#### [Excerpt to read]

+ + + + +

TM: There needs to be a reason for the image, sometimes that’s a matter of having a contrast between image and text. Like Maus, that’s what really gives the book power. Sometimes it’s a matter of having images do something that words can’t. That different way that our brains navigate images. A graphic text is good when it haunts me, when my brain keeps going over the ways that the image and text interact. You’re constantly looking at the two, thinking about how they merge, and you’re getting a third thing that is ineffable.

KA: And that third thing is a process of your own creation. I like that participatory element that comes along with graphic texts. When I read Fun Home, I felt like I was writing a part of it while reading. I had to slow down to do that. I couldn’t do that at first.

TM: That’s what I mean about being a good, active reader. A lot of first time readers of graphic texts don’t realize that the story actually lives in the gutter, the story is in the spaces between the panels, which we animate ourselves. The reader is invited to participate in the creation of the narrative.

KA: As an author of graphic narratives, what is your process in creating one?

TM: This depends on what graphic text you’re doing. If you’re talking traditional comics, they are super fast-paced and there’s a lot of “compression” of information in both image and panel, so you have to give it a sense of how that pace works on the pages first. How many panels you’re going to have on each page, you don’t want to crowd them in a series, each issue is exactly twenty-two pages, so how do you get a story arc, or two-and-a-half story arcs across in twenty-two pages with maximum nine panels per page…

KA: That’s like a math problem.

TM: You have to break every narrative down into essential parts and pace those parts out. That took me a long time to learn, but it’s helped my writing. It has tightened my sense of story structure.

And stories are changing shapes. You can see it through TV: character arcs spread out over four seasons. That changes our notion of story structure. It’s not a three-act story anymore, it’s a 100-act story, and comics arrived there first, by having this visual medium telling complex character arcs over many, many issues. I think that’s paved the way for some of the great TV we’re seeing now.

KA: More complexity can be revealed. I saw on your website a how-to for writing a comic book. Do you do a drafting process, like a storyboard? Are the images and panels the first idea and then you nail down what words you want, or is it simultaneous?

TM: I script first, because when you make changes, what’s easiest to change is in the script, but when I write out a script I have to ask myself, “how do you get this into images?” so I write image descriptions. Artists always like to work with as few panels as possible because they can have bigger, more painterly panels. It’s a question of which moments you can combine, how you can make it more concise.

+ + + + +

#### [Material provided]
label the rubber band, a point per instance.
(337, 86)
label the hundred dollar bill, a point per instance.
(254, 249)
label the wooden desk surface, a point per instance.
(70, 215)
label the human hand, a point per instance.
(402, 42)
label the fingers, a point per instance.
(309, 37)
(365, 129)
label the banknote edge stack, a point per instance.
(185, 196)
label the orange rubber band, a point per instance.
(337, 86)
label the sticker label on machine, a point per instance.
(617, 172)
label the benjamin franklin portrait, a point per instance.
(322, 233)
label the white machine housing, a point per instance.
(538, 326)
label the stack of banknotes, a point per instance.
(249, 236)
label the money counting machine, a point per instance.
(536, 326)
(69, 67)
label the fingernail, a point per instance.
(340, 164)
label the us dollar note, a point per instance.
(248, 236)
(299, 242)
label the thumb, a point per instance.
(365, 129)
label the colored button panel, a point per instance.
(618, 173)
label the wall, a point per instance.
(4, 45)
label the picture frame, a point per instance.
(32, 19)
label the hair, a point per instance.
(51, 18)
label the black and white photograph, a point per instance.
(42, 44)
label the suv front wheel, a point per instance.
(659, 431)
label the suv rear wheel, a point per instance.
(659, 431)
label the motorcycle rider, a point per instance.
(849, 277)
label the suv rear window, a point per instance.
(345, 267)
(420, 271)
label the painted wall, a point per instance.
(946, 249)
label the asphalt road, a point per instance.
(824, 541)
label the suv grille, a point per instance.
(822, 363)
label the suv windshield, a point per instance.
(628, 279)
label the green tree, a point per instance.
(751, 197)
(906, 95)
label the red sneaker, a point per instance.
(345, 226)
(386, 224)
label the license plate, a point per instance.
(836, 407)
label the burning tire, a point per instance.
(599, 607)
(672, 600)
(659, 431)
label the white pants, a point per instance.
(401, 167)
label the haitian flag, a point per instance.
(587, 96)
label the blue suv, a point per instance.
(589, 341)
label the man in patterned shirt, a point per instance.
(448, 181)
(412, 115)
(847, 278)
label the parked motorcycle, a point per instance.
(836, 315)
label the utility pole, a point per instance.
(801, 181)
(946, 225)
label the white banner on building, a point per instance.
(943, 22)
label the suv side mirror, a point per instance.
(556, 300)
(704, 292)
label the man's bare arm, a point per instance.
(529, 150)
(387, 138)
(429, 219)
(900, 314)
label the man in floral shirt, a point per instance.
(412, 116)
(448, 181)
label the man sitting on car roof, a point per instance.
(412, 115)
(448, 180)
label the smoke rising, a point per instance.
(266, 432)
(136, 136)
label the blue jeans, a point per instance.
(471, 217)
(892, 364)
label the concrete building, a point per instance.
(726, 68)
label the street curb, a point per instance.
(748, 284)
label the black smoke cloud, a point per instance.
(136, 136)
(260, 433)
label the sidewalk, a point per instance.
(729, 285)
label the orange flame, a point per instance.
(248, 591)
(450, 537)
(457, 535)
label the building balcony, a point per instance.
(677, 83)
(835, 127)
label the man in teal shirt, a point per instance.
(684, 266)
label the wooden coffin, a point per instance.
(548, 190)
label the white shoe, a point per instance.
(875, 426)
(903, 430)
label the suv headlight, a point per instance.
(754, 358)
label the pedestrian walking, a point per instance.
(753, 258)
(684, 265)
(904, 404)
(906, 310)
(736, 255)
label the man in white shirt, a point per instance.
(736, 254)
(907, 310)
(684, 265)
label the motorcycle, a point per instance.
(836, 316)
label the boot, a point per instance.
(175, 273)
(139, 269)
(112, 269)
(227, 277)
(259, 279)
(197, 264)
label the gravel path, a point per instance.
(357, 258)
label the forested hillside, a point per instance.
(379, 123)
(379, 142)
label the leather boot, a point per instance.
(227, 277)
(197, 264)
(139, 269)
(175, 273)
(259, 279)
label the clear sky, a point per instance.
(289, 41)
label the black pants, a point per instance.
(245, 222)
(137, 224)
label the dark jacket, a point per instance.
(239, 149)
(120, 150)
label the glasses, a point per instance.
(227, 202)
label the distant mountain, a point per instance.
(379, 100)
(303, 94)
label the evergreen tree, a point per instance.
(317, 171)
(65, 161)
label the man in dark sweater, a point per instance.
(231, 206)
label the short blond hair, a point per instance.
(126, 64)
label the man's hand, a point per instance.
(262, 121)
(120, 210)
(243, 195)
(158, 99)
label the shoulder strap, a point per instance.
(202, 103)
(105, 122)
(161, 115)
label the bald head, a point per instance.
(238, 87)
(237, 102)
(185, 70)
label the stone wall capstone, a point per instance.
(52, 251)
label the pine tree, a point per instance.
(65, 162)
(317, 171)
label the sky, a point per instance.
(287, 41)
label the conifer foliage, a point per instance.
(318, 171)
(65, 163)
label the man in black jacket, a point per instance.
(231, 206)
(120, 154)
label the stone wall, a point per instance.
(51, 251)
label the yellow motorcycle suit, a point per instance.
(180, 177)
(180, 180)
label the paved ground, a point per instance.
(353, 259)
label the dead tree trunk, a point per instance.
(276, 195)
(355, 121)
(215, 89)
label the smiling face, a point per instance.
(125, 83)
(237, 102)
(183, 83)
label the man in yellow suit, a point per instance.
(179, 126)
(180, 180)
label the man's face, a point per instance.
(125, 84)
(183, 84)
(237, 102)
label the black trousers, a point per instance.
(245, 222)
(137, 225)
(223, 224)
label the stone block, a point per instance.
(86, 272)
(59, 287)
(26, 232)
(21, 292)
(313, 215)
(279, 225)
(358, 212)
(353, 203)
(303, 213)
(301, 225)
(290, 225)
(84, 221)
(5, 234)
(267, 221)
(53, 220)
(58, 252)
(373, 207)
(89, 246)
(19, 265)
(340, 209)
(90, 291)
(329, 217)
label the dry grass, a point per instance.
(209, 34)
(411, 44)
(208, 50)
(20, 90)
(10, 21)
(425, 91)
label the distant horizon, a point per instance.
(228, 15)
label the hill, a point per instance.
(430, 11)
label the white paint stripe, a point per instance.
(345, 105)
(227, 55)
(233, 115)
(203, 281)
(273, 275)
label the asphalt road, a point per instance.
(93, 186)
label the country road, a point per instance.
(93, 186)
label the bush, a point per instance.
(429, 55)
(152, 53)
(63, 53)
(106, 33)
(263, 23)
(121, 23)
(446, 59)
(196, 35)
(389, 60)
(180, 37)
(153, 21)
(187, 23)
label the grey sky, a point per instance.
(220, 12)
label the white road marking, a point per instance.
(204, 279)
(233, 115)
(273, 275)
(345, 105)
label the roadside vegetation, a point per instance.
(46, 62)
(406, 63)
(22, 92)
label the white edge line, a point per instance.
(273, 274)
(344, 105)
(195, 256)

+ + + + +

#### [Goals]
a) Decide whether each statement agrees with the interview on graphic narratives. Answer yes or no for each, and quote the words of the interview that settle it.
(i) Each issue of a traditional comic is exactly twenty-two pages.
(ii) TM creates the images before writing the script.
(iii) Artists like to work with as many panels as possible.
b) In the interview on graphic narratives, where does TM say the story actually lives in a graphic text?
c) Write out the part of the interview on graphic narratives that opens with the words containing "TM: There needs" and closes with "that at first.".
The rows are separate material and are not part of the interview.

#### [Expected outputs]
a)
(i) Yes: "each issue is exactly twenty-two pages"
(ii) No: "I script first"
(iii) No: "Artists always like to work with as few panels as possible"

b) In the gutter, the spaces between the panels.

c)
TM: There needs to be a reason for the image, sometimes that’s a matter of having a contrast between image and text. Like Maus, that’s what really gives the book power. Sometimes it’s a matter of having images do something that words can’t. That different way that our brains navigate images. A graphic text is good when it haunts me, when my brain keeps going over the ways that the image and text interact. You’re constantly looking at the two, thinking about how they merge, and you’re getting a third thing that is ineffable.

KA: And that third thing is a process of your own creation. I like that participatory element that comes along with graphic texts. When I read Fun Home, I felt like I was writing a part of it while reading. I had to slow down to do that. I couldn’t do that at first.